╭──

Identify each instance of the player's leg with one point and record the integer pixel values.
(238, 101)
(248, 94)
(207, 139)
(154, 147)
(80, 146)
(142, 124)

╰──
╭──

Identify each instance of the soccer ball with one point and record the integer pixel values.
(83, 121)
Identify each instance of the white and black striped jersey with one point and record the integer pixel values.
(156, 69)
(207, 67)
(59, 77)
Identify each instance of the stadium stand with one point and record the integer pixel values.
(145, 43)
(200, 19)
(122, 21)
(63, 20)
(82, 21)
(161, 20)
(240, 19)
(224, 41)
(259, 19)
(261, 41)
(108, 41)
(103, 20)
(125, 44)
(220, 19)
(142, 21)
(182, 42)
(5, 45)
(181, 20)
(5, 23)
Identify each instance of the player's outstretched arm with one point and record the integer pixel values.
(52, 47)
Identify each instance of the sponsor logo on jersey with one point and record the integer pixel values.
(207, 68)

╰──
╭──

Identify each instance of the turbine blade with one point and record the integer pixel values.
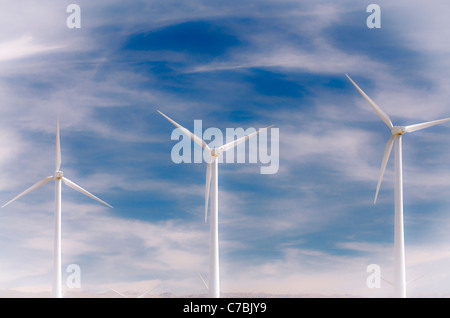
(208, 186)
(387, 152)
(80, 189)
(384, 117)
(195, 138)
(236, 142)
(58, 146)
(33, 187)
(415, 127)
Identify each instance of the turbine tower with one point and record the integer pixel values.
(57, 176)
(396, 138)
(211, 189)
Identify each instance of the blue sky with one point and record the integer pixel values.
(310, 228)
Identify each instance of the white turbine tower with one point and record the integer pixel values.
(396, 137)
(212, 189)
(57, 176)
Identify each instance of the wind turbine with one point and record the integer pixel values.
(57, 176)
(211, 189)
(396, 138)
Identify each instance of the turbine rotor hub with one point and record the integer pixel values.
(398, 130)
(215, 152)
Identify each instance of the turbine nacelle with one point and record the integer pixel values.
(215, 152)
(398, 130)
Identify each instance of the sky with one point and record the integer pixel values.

╰──

Leaving each picture behind, please give again exactly the lines above from the one with "Identify each instance of the turbine blade" through the one with "Identify each instance of the sky", both included, and no others.

Identify each instance of the turbine blade with one point and record the integer pixel values.
(208, 186)
(387, 152)
(80, 189)
(384, 117)
(195, 138)
(236, 142)
(58, 146)
(33, 187)
(415, 127)
Identify each instance of the turbine tower with one point and record the integer pixel values.
(57, 176)
(396, 138)
(211, 189)
Identify each instance of the blue sky with one point and record the integer pixel values.
(310, 228)
Identify each instance of the white turbine tower with one point and record the integer pixel values.
(396, 137)
(212, 189)
(57, 176)
Identify each instance of the wind turbine with one point and record the integer pixel values.
(57, 176)
(211, 189)
(396, 138)
Identify each instance of the turbine rotor hub with one point and record the integer pixel values.
(398, 130)
(215, 152)
Identify each instance of the turbine nacelle with one point and record the integer pixel values.
(215, 152)
(398, 130)
Identify each instance of the sky with one point and record the integer pixel values.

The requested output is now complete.